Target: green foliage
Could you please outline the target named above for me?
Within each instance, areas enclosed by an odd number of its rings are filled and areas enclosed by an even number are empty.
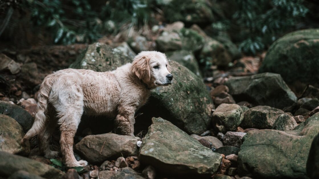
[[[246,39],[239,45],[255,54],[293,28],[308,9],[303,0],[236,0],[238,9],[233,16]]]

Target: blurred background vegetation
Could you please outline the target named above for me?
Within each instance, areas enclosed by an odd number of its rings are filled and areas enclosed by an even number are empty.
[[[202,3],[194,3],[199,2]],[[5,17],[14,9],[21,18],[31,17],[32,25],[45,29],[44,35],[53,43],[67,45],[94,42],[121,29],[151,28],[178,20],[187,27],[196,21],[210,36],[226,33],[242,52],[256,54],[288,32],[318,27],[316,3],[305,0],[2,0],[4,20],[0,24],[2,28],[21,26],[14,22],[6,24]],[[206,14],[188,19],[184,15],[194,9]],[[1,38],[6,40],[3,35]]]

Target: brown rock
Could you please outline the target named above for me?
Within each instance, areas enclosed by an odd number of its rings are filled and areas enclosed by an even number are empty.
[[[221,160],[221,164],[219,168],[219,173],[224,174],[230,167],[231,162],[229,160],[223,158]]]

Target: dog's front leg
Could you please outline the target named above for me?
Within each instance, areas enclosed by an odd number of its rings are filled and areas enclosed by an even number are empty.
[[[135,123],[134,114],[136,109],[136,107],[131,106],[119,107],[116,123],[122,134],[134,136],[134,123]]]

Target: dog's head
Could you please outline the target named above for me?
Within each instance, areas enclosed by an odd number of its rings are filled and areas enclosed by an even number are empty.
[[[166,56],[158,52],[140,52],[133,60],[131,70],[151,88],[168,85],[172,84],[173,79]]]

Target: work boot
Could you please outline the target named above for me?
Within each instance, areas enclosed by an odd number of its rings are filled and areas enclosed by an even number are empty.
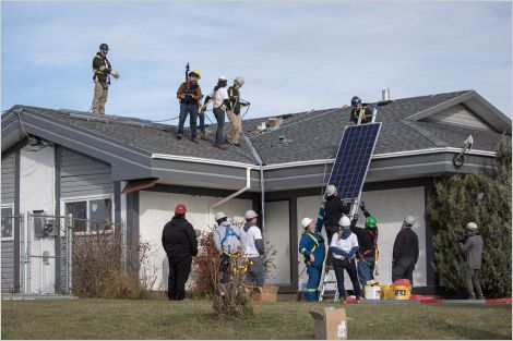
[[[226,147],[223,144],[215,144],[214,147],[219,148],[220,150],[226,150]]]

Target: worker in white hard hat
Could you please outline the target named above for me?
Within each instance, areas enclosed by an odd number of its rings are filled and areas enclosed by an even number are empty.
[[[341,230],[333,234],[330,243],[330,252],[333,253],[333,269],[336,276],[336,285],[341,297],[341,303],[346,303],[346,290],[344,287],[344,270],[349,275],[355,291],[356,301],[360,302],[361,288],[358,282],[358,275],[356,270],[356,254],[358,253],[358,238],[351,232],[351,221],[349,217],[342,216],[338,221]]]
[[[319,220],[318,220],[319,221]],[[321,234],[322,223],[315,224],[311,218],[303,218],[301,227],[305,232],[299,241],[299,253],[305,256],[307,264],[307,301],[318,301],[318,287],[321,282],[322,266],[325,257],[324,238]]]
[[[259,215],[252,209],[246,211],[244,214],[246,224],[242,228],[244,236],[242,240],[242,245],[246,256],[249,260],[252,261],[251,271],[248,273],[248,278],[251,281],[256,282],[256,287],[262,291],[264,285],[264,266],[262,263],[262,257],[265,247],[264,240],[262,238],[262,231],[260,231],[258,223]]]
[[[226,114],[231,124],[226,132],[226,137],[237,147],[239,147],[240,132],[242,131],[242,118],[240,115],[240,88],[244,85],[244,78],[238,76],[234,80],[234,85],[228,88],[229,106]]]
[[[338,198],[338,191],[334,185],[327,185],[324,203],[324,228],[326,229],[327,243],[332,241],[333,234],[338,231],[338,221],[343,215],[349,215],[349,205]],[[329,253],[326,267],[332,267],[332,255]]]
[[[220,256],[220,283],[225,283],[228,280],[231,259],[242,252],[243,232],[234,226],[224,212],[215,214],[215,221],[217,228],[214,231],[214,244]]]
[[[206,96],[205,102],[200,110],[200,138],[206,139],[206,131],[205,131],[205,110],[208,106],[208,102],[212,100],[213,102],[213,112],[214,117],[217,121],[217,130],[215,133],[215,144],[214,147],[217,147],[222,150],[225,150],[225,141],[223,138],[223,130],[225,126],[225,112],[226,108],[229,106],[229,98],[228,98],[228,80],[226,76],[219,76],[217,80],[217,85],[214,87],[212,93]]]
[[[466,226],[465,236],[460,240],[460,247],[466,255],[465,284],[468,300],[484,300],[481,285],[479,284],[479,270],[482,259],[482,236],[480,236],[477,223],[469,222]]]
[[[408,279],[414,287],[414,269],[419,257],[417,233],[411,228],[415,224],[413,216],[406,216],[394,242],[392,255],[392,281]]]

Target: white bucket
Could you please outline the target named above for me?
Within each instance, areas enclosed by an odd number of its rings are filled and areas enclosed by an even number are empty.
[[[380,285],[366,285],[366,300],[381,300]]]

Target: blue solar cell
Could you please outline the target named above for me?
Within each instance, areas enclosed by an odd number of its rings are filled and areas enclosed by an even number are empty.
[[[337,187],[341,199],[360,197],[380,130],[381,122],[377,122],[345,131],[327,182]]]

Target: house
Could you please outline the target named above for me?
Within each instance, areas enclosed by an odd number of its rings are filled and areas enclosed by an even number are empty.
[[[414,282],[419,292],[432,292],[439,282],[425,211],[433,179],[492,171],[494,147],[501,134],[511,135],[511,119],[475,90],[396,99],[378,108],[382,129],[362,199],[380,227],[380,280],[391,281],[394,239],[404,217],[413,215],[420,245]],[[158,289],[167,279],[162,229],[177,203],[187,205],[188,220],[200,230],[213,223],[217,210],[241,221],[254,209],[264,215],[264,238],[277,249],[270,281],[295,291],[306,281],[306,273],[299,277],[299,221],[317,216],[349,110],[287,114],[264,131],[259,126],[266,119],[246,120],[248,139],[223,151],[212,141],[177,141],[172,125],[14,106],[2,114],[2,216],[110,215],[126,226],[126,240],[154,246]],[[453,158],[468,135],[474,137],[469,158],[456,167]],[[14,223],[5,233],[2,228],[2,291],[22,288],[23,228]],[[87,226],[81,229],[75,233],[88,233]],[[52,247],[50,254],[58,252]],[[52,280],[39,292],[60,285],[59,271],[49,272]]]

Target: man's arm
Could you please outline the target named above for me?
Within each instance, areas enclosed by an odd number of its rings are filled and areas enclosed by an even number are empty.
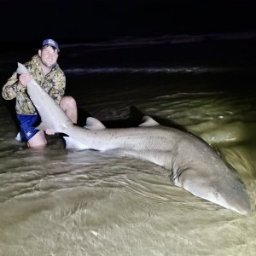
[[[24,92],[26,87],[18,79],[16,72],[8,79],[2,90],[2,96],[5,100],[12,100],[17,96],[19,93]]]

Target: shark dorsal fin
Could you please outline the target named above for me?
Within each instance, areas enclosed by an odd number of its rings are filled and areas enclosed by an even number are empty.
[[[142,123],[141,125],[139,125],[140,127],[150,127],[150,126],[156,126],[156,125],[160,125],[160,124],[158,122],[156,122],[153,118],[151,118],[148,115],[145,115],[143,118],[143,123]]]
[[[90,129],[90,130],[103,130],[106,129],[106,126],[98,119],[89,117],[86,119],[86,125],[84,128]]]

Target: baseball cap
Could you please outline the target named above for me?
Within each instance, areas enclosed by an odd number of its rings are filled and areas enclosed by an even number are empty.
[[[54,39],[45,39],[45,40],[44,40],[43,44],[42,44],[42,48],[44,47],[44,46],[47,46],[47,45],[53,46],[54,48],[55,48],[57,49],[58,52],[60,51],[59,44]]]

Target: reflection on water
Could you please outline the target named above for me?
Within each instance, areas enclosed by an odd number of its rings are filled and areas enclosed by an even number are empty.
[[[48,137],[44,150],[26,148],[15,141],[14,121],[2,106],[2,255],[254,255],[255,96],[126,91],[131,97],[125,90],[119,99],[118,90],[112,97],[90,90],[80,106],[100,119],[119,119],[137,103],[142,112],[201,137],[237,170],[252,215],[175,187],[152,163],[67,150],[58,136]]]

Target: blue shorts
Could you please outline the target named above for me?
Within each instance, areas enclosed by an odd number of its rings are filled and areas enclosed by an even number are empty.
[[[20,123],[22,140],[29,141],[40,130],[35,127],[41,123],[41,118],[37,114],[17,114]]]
---*---
= TASK DESCRIPTION =
Every line from the one with "Target: man's arm" through the last line of the material gets printed exactly, and nothing more. Omit the pictures.

= PROBLEM SOLUTION =
Target: man's arm
Could you please outline the target named above for me?
Within each instance, areas enclosed by an odd number of its rings are filled and areas enclosed by an even number are empty.
[[[24,92],[26,87],[18,79],[16,72],[8,79],[2,90],[2,96],[5,100],[12,100],[17,96],[19,93]]]

Target: shark dorsal fin
Could you please outline the target named above for me?
Within each instance, areas enclosed by an odd number of its rings are filled and areas enclosed by an even number are empty.
[[[142,123],[141,125],[139,125],[140,127],[150,127],[150,126],[156,126],[156,125],[160,125],[160,124],[158,122],[156,122],[153,118],[151,118],[148,115],[145,115],[143,118],[143,123]]]
[[[90,129],[90,130],[103,130],[106,129],[106,126],[98,119],[89,117],[86,119],[86,125],[84,128]]]

Target: baseball cap
Could you please outline the target named above for me?
Within each instance, areas enclosed by an odd number of its rings are filled and areas enclosed by an even number are empty.
[[[54,39],[45,39],[45,40],[44,40],[43,44],[42,44],[42,48],[44,47],[44,46],[47,46],[47,45],[53,46],[54,48],[55,48],[57,49],[58,52],[60,51],[59,44]]]

Target: reflection on water
Could you please outline the target named above for me?
Within each instance, areas enclosed by an odd number of its rings are filled and areas enclosed by an even number are empty.
[[[48,137],[44,150],[26,148],[15,141],[14,121],[2,106],[2,255],[254,255],[255,96],[126,91],[131,97],[125,90],[119,99],[118,90],[112,97],[90,90],[80,106],[100,119],[119,119],[137,103],[142,112],[201,137],[237,170],[252,215],[175,187],[152,163],[67,150],[58,136]]]

Target: blue shorts
Could you please outline the target named above for me?
Within each instance, areas enclosed by an odd number of its rings are filled and areas enclosed by an even number are empty.
[[[20,123],[22,140],[29,141],[40,130],[35,127],[41,123],[41,118],[37,114],[17,114]]]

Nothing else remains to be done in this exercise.